**Challenge**
Convert every item below into a two-column CSV with the headers item_text and outlines, giving one row per item with its text and its answer each in a single quoted field and every line break replaced by a space. Omit the pictures.

+ + +

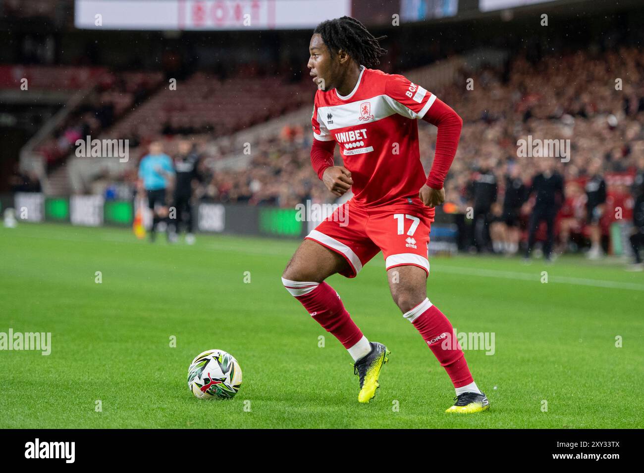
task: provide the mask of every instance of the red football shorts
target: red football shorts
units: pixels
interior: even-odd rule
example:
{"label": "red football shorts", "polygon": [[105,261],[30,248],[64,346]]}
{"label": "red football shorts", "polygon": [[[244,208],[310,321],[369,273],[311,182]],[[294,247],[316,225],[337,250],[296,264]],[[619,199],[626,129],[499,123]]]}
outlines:
{"label": "red football shorts", "polygon": [[344,256],[350,268],[340,274],[346,277],[355,277],[380,251],[387,270],[412,264],[429,275],[434,212],[418,198],[372,209],[357,205],[352,199],[305,237]]}

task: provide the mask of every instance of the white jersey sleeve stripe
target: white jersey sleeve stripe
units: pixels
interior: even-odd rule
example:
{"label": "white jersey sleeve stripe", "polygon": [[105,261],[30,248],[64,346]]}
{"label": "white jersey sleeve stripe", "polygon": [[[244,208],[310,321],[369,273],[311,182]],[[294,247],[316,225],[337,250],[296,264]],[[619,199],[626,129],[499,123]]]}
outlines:
{"label": "white jersey sleeve stripe", "polygon": [[427,113],[427,111],[430,109],[432,104],[435,101],[436,101],[436,96],[434,95],[433,94],[431,94],[431,97],[430,97],[428,100],[427,100],[427,103],[425,104],[425,106],[423,107],[421,109],[421,111],[418,113],[418,118],[422,120],[422,117],[425,116],[426,113]]}

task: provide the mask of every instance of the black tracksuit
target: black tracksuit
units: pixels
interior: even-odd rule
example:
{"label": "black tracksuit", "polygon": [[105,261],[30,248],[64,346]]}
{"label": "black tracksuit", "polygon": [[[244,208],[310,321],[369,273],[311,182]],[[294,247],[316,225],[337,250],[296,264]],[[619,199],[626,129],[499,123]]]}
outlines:
{"label": "black tracksuit", "polygon": [[535,207],[530,215],[528,224],[527,248],[526,257],[530,256],[530,252],[535,245],[535,236],[539,223],[545,221],[547,227],[547,236],[544,245],[544,253],[546,258],[550,257],[554,239],[554,218],[564,202],[564,179],[558,172],[546,176],[543,172],[535,176],[528,190],[527,198],[529,198],[533,192],[536,196]]}
{"label": "black tracksuit", "polygon": [[186,231],[193,232],[193,209],[190,203],[193,195],[193,180],[197,178],[199,156],[194,153],[177,156],[175,158],[176,181],[175,187],[175,206],[176,208],[177,232],[179,224],[185,223]]}

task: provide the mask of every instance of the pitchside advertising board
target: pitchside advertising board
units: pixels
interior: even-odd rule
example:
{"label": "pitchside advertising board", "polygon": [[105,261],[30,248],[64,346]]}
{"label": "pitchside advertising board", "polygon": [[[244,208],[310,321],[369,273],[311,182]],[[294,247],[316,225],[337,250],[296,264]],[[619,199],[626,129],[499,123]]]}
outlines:
{"label": "pitchside advertising board", "polygon": [[[19,221],[71,223],[81,227],[120,226],[131,227],[135,206],[131,201],[106,200],[102,196],[47,197],[41,193],[18,192],[3,199],[6,208],[13,207]],[[324,218],[332,214],[334,206],[320,212],[301,208],[279,209],[245,205],[200,202],[193,208],[193,219],[201,233],[301,239]],[[140,205],[149,212],[147,205]],[[437,210],[431,228],[432,253],[456,251],[457,230],[453,216]],[[151,222],[151,218],[144,218]]]}
{"label": "pitchside advertising board", "polygon": [[351,14],[351,0],[76,0],[74,25],[102,30],[310,28]]}
{"label": "pitchside advertising board", "polygon": [[106,201],[102,196],[46,197],[39,192],[17,192],[12,207],[17,219],[29,222],[59,222],[82,227],[129,226],[134,219],[131,202]]}

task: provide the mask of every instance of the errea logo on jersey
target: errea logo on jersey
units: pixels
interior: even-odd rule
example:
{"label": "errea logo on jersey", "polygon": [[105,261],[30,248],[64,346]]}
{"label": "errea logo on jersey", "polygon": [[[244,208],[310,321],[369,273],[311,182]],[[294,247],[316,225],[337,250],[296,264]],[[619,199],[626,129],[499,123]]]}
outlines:
{"label": "errea logo on jersey", "polygon": [[420,104],[422,102],[422,99],[424,98],[426,93],[427,91],[420,86],[417,86],[415,84],[410,84],[409,89],[404,93],[404,95],[414,102]]}

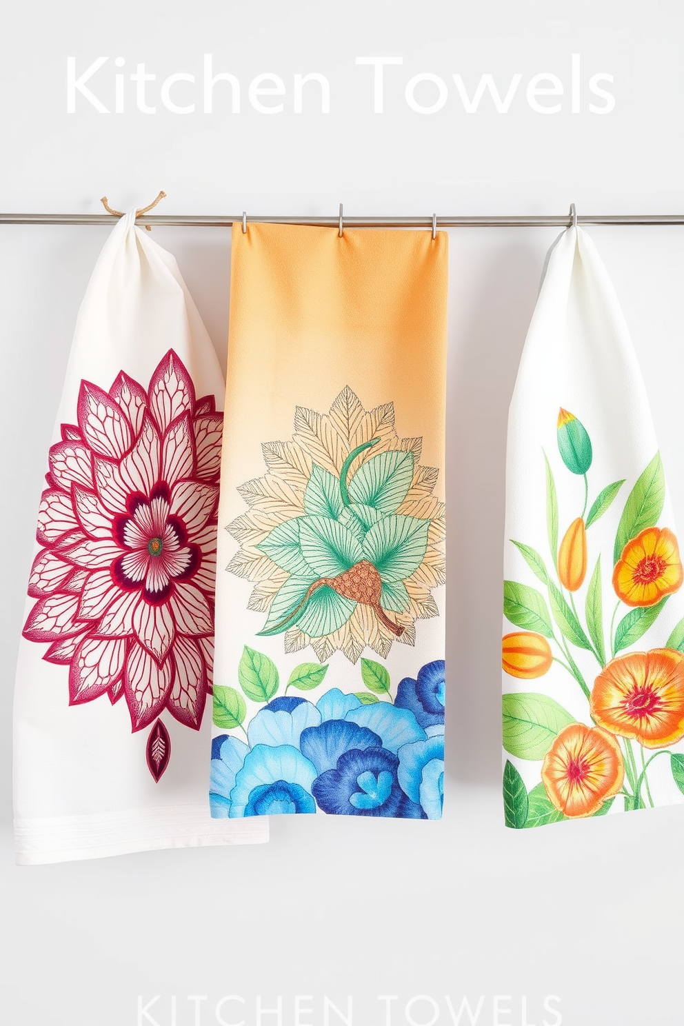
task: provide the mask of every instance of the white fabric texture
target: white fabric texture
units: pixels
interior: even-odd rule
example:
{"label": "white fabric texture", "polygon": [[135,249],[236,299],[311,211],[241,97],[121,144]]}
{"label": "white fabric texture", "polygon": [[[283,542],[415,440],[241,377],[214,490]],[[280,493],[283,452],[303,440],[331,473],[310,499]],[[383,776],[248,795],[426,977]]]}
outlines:
{"label": "white fabric texture", "polygon": [[628,326],[576,228],[550,253],[511,403],[505,551],[507,824],[684,800],[673,511]]}
{"label": "white fabric texture", "polygon": [[268,820],[212,821],[207,802],[223,376],[134,219],[92,273],[49,451],[14,698],[17,863],[268,840]]}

+ + +

**Task response**
item_text,outlines
"task: provide the mask of every instance of the red football shorts target: red football shorts units: pixels interior: even-odd rule example: {""label"": ""red football shorts"", ""polygon"": [[105,261],[30,248],[64,346]]} {""label"": ""red football shorts"", ""polygon"": [[[244,208],[310,321],[369,273],[311,182]],[[294,247],[316,225],[337,250],[296,264]],[[619,199],[626,129],[499,123]]]} outlines:","{""label"": ""red football shorts"", ""polygon"": [[344,256],[350,268],[340,274],[346,277],[355,277],[380,251],[387,270],[412,264],[429,275],[434,212],[418,198],[372,209],[357,205],[352,199],[305,237]]}"
"task: provide the mask of every instance of the white jersey sleeve stripe target: white jersey sleeve stripe units: pixels interior: even-odd rule example: {""label"": ""white jersey sleeve stripe"", ""polygon"": [[105,261],[30,248],[64,346]]} {""label"": ""white jersey sleeve stripe"", ""polygon"": [[[244,208],[310,321],[369,273],[311,182]],[[294,247],[316,225],[337,250],[296,264]],[[619,199],[626,129],[499,123]]]} outlines:","{""label"": ""white jersey sleeve stripe"", ""polygon"": [[427,113],[427,111],[430,109],[432,104],[435,101],[436,101],[436,96],[434,95],[433,94],[431,94],[431,97],[430,97],[428,100],[427,100],[427,103],[425,104],[425,106],[423,107],[421,109],[421,111],[418,113],[418,118],[422,120],[422,117],[425,116],[426,113]]}"
"task: provide the mask of every instance of the black tracksuit target: black tracksuit units: pixels interior: even-odd rule example: {""label"": ""black tracksuit"", ""polygon"": [[105,261],[30,248],[64,346]]} {""label"": ""black tracksuit"", ""polygon"": [[[244,208],[310,321],[369,273],[311,182]],[[294,247],[316,225],[337,250],[296,264]],[[619,199],[626,129],[499,123]]]} outlines:","{""label"": ""black tracksuit"", ""polygon"": [[535,207],[530,215],[528,224],[527,248],[526,257],[530,256],[530,252],[535,245],[535,236],[539,223],[545,221],[547,227],[547,236],[544,245],[544,253],[546,258],[550,257],[554,239],[554,218],[564,202],[564,179],[558,172],[546,176],[543,172],[535,176],[528,190],[527,198],[529,198],[533,192],[536,196]]} {""label"": ""black tracksuit"", ""polygon"": [[186,231],[193,232],[193,209],[190,203],[193,195],[193,180],[197,178],[199,156],[194,153],[177,156],[175,158],[176,181],[175,187],[175,206],[176,208],[177,232],[179,224],[185,223]]}"
"task: provide the mask of every instance of the pitchside advertising board target: pitchside advertising board units: pixels interior: even-odd rule example: {""label"": ""pitchside advertising board"", ""polygon"": [[105,261],[30,248],[64,346]]} {""label"": ""pitchside advertising board"", ""polygon"": [[[244,208],[310,321],[369,273],[311,182]],[[294,247],[316,225],[337,250],[296,264]],[[619,199],[626,129],[499,123]]]} outlines:","{""label"": ""pitchside advertising board"", ""polygon"": [[[19,221],[71,223],[81,227],[120,226],[131,227],[135,206],[131,201],[106,200],[102,196],[47,197],[41,193],[18,192],[3,199],[6,208],[13,207]],[[324,218],[332,214],[334,206],[320,212],[301,208],[279,209],[245,205],[200,202],[193,208],[193,219],[201,233],[301,239]],[[140,205],[149,212],[147,205]],[[437,210],[431,228],[432,253],[456,251],[457,230],[453,216]],[[151,222],[151,218],[144,218]]]} {""label"": ""pitchside advertising board"", ""polygon"": [[351,14],[351,0],[76,0],[74,25],[102,30],[310,28]]} {""label"": ""pitchside advertising board"", ""polygon"": [[106,201],[102,196],[46,197],[39,192],[17,192],[12,207],[17,219],[29,222],[59,222],[82,227],[129,226],[134,219],[131,202]]}"
"task: provide the mask of every instance of the errea logo on jersey target: errea logo on jersey units: pixels interior: even-odd rule example: {""label"": ""errea logo on jersey"", ""polygon"": [[105,261],[30,248],[64,346]]} {""label"": ""errea logo on jersey"", ""polygon"": [[[244,208],[310,321],[369,273],[311,182]],[[294,247],[316,225],[337,250],[296,264]],[[619,199],[626,129],[499,123]]]} outlines:","{""label"": ""errea logo on jersey"", ""polygon"": [[420,104],[422,102],[422,99],[424,98],[426,93],[427,91],[420,86],[417,86],[415,84],[410,84],[409,89],[404,93],[404,95],[414,102]]}"
"task: provide the mask of every instance of the white fabric texture target: white fabric texture units: pixels interior: even-odd rule example: {""label"": ""white fabric texture"", ""polygon"": [[135,249],[236,299],[311,211],[241,97],[121,144]]} {""label"": ""white fabric texture"", ""polygon"": [[[283,542],[415,440],[241,377],[214,490]],[[280,493],[283,452],[303,440],[331,473],[310,499]],[[383,776],[248,795],[426,977]]]} outlines:","{""label"": ""white fabric texture"", ""polygon"": [[628,326],[576,228],[550,253],[511,403],[505,551],[507,824],[684,800],[673,511]]} {""label"": ""white fabric texture"", ""polygon"": [[268,820],[212,821],[207,802],[223,376],[134,219],[92,273],[49,451],[14,698],[17,863],[268,840]]}"